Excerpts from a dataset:
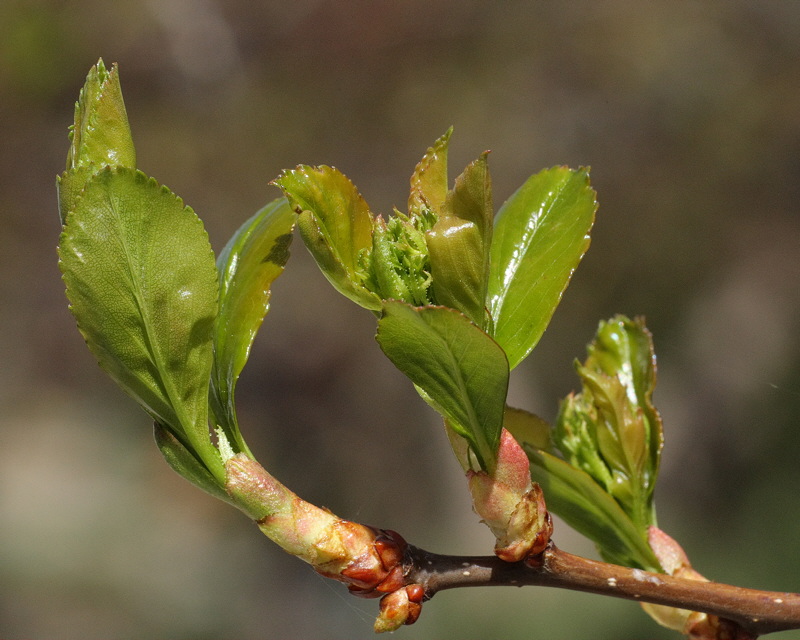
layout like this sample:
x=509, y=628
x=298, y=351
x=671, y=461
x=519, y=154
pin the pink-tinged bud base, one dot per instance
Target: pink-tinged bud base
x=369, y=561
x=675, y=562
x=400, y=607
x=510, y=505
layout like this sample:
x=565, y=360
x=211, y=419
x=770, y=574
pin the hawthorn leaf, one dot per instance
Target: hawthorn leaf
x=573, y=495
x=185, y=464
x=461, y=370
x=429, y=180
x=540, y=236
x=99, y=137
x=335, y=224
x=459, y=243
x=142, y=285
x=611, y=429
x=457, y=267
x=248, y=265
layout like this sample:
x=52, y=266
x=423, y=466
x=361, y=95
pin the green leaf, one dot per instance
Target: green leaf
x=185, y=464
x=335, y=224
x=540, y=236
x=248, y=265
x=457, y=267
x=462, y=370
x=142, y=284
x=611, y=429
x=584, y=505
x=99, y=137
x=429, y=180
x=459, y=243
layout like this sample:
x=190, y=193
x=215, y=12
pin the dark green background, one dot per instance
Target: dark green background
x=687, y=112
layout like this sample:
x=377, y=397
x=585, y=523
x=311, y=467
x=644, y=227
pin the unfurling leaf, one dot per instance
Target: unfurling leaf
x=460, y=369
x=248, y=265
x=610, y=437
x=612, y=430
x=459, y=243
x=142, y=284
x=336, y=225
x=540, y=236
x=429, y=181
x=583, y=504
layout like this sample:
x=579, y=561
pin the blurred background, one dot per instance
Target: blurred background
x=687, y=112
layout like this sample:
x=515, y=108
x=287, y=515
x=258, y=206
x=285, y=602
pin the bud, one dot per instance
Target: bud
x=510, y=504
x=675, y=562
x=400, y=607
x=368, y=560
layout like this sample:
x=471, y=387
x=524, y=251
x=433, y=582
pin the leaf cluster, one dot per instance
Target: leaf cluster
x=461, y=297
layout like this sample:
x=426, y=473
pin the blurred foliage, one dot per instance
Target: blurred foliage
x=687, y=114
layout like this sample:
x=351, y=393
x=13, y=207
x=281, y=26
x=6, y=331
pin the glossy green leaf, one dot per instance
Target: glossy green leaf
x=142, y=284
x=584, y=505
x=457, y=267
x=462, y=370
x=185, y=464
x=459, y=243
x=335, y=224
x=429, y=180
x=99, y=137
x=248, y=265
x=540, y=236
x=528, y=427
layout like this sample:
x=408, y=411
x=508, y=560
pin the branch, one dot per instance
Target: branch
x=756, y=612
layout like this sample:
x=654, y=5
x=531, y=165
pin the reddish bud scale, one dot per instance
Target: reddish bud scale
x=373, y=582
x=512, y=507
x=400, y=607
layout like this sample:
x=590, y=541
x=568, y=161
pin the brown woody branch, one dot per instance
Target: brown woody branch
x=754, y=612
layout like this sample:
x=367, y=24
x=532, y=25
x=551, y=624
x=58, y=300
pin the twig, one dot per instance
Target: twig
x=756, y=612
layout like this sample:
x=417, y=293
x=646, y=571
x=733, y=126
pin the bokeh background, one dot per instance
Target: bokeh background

What you have to do: All lines from the one with "x=551, y=624" onward to the end of the records above should be repeated exactly, and only those lines.

Task output:
x=551, y=624
x=58, y=300
pin the twig, one dot per instance
Target: twig
x=756, y=612
layout like this sample:
x=417, y=293
x=646, y=571
x=733, y=126
pin the bokeh background, one dot per instance
Target: bokeh background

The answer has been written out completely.